Written exercise = Reproduce the stretch from the start of the material through the line containing "column 195, row 93", renaming every "Target" to "Item" and leaving all else unchanged.

(Data extracted from a collection)
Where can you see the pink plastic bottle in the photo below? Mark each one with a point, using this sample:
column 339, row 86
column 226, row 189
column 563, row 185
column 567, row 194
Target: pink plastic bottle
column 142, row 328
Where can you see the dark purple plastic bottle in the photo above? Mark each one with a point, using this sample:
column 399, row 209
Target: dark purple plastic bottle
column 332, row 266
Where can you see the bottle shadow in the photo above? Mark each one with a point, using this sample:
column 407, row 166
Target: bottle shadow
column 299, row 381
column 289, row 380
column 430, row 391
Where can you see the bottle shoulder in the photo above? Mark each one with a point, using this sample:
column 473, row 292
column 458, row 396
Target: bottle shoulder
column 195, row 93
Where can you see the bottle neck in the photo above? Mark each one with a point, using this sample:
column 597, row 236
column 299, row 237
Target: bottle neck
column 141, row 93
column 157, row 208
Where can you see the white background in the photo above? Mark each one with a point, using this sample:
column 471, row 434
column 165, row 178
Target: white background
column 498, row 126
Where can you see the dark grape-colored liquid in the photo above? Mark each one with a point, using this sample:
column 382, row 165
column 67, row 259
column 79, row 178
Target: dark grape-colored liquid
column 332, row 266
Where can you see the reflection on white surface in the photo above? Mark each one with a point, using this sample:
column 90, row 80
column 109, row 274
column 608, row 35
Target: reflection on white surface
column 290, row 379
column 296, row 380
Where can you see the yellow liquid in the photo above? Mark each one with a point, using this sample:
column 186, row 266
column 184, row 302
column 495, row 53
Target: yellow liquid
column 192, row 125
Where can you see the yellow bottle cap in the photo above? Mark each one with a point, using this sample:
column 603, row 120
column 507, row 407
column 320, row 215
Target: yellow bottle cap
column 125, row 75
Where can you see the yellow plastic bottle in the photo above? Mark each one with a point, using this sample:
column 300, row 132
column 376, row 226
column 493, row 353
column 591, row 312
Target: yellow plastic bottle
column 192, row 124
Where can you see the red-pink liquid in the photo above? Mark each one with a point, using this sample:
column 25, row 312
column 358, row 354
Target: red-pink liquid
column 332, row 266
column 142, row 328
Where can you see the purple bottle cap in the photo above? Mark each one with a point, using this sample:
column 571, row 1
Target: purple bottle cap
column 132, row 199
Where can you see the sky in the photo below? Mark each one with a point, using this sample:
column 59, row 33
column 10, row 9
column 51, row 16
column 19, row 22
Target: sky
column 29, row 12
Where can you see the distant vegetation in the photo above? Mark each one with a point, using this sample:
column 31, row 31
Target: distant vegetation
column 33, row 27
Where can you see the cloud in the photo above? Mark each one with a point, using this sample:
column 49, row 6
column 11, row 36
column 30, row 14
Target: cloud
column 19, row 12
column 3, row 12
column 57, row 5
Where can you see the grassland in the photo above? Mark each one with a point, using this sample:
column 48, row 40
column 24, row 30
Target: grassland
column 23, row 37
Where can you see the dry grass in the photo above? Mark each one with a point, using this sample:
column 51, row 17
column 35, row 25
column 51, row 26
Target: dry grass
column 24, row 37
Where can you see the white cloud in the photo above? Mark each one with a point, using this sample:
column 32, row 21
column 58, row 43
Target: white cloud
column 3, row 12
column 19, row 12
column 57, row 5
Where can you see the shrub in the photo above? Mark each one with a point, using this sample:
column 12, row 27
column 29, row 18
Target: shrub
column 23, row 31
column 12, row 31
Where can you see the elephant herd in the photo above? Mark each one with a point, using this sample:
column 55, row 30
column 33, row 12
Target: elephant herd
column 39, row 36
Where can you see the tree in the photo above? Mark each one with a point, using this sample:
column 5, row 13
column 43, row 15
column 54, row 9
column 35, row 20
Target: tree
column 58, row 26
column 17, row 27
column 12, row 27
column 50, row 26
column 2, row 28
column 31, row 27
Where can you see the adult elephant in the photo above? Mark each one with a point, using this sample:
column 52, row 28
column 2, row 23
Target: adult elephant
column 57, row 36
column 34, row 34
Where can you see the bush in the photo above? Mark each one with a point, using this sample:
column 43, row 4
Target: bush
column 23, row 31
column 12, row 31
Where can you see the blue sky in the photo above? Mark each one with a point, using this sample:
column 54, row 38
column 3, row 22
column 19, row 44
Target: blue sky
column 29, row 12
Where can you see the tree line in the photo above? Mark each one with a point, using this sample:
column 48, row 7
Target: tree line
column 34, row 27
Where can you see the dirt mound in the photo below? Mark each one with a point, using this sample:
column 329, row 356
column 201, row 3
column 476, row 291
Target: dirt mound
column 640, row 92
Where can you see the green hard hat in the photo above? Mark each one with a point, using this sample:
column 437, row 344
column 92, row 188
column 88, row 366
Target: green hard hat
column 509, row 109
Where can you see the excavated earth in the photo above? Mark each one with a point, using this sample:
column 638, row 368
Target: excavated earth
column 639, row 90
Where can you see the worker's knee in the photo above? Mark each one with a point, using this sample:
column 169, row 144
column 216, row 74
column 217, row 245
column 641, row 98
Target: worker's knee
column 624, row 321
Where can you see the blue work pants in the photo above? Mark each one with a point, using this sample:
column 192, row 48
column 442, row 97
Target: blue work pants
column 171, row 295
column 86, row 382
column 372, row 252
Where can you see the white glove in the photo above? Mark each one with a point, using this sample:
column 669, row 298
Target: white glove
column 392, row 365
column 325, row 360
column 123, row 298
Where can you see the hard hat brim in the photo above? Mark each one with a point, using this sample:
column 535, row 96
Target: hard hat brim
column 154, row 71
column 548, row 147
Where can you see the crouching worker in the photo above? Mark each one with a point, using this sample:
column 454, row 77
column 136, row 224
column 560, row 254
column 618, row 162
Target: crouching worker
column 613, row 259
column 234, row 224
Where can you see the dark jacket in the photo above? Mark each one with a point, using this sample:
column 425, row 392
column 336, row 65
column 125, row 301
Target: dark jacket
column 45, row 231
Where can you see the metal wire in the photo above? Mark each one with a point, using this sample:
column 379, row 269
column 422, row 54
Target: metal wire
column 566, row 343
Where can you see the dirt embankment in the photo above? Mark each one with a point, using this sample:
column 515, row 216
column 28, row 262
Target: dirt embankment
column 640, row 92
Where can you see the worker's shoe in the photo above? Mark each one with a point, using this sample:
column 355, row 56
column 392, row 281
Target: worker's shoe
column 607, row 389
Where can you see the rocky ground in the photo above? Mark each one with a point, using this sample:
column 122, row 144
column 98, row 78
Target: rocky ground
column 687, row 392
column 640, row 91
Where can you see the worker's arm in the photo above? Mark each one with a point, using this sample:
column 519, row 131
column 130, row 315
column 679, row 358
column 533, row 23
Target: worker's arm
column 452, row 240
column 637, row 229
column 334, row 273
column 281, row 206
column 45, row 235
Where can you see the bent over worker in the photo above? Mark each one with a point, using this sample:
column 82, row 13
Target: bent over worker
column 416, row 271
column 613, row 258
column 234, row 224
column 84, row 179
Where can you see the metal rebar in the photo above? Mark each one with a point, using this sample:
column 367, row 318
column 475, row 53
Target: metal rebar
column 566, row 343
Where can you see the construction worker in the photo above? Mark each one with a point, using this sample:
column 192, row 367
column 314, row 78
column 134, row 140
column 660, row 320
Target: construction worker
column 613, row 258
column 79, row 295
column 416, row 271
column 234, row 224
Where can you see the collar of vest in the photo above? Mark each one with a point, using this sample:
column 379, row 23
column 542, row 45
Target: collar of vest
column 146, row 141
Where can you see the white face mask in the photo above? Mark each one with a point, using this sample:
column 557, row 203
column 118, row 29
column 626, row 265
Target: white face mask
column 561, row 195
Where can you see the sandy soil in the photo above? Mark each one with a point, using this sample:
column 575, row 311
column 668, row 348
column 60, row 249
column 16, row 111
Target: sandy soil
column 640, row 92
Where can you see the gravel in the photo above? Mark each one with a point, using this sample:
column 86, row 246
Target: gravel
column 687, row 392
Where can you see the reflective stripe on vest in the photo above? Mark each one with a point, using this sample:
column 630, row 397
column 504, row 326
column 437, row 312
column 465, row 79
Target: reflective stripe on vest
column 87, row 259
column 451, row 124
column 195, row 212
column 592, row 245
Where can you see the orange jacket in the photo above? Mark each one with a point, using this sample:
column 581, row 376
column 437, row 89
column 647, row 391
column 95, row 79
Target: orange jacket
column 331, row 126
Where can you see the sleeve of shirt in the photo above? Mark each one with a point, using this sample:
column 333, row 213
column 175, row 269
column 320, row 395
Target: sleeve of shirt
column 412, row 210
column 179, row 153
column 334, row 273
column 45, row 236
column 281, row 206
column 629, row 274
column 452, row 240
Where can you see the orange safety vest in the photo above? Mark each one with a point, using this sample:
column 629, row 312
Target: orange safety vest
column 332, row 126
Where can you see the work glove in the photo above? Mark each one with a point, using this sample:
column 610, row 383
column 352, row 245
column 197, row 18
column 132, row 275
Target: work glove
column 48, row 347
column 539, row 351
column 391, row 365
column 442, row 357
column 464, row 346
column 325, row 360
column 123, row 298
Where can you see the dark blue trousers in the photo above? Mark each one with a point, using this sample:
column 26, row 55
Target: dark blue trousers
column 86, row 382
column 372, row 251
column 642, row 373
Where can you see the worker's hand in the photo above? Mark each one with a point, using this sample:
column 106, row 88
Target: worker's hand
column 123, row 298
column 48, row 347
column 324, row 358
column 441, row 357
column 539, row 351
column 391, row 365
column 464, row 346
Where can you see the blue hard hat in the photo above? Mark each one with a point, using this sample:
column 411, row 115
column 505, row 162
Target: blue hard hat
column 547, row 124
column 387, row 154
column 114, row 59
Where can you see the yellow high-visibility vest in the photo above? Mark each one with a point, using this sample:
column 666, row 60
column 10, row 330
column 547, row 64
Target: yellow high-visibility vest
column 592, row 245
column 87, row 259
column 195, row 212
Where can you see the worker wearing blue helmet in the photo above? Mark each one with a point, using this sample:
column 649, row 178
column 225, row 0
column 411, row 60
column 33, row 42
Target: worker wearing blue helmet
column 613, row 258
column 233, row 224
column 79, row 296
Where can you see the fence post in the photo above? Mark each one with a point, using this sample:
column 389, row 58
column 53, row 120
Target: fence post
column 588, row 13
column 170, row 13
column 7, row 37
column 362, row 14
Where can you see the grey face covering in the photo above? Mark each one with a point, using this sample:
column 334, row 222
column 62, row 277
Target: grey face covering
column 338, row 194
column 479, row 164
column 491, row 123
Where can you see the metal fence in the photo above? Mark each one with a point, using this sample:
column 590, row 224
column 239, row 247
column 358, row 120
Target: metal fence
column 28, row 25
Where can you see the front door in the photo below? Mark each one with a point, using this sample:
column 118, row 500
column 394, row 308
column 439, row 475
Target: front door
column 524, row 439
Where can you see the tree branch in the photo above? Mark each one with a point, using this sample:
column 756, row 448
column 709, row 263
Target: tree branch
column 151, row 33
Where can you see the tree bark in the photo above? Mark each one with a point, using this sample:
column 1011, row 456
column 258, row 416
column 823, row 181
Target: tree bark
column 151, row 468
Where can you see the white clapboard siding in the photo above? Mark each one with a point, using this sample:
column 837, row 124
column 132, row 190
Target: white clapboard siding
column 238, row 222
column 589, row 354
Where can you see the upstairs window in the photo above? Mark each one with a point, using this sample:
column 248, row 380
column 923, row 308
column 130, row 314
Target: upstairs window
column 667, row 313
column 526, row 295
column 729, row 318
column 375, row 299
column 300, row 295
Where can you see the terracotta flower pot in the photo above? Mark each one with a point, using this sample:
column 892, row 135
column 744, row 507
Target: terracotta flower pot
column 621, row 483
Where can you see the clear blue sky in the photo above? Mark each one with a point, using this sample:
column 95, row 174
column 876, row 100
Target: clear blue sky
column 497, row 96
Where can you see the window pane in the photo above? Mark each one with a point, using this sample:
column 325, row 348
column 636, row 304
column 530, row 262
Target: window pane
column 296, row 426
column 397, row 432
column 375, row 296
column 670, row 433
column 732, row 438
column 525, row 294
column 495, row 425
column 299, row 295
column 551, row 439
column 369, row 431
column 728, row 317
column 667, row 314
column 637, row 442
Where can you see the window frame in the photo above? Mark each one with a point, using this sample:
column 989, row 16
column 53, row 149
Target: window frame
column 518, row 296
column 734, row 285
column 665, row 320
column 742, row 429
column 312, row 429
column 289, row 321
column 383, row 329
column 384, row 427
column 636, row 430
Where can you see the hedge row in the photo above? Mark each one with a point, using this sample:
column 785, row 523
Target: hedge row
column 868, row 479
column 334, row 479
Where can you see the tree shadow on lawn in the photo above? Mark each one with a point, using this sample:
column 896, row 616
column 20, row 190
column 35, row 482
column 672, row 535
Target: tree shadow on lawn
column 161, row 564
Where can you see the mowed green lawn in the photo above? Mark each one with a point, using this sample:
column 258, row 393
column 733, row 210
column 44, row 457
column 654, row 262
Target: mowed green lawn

Worked answer =
Where can you see the pink plastic bottle in the photo below? Mark each one with a point, using this sample:
column 339, row 86
column 226, row 189
column 563, row 185
column 567, row 194
Item: pink plastic bottle
column 142, row 328
Where can you see the dark purple plastic bottle in the photo above? Mark each one with a point, using this sample:
column 399, row 209
Item: dark purple plastic bottle
column 332, row 266
Where can you see the bottle shadow in the photo above? Mark each one with a point, using this sample:
column 407, row 166
Item: bottle shadow
column 299, row 381
column 289, row 380
column 430, row 391
Where can you see the bottle shoulder in the photo above? Mark each one with a point, using this sample:
column 473, row 292
column 458, row 396
Item: bottle shoulder
column 195, row 93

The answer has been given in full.